Quero hoje falar-vos de educação e da escola que temos. Actualmente a educação está subjugada à ideologia imediatista do útil, imposta pelos interesses do mundo dos negócios, das empresas e do Estado. A educação tem-se curvado diante das imposições utilitárias da elite dos negócios para quem a coisa mais importante é ganhar dinheiro, muito dinheiro, no imediato.

Foi precisamente há cem anos, em 1915, que foram publicados dois dos mais relevantes textos sobre educação escritos por autores portugueses, embora uma dessas obras tenha sido redigida em francês e editada no estrangeiro: refiro-me ao livro de Faria de Vasconcelos sobre a “Escola Nova” (Une école nouvelle en Belgique, é o título original) e ao ensaio de António Sérgio “Educação Cívica”. Recomendo a leitura destes dois escritos como forma de recuperar uma educação que abra caminhos para que cada ser humano se possa tornar uma pessoa de carácter.

____

Prossiga o excerto sobre educação a partir do ponto em que termina. Não é preciso consultar o material.

• **MATERIAL DE DADOS**
____

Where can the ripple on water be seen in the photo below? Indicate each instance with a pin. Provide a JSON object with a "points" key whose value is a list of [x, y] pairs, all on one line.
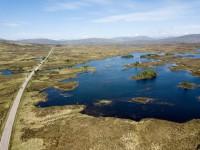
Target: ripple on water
{"points": [[114, 85]]}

____

• **RESPOSTA À TAREFA**
Não me canso de dizer: a grande crise não é a económico-financeira mas sim a dos valores em voga. É uma crise cultural, uma crise da civilização. Para a superar necessitamos de uma educação de qualidade que concorra para aquilo a que tenho por hábito chamar a formação integral do cidadão pessoa.

Como Sérgio e Vasconcelos eram admiradores de Beethoven, sugiro que os leiam ouvindo o último disco da Maria João Pires, CD premiado, com o 4º concerto para piano do Músico de Bonn.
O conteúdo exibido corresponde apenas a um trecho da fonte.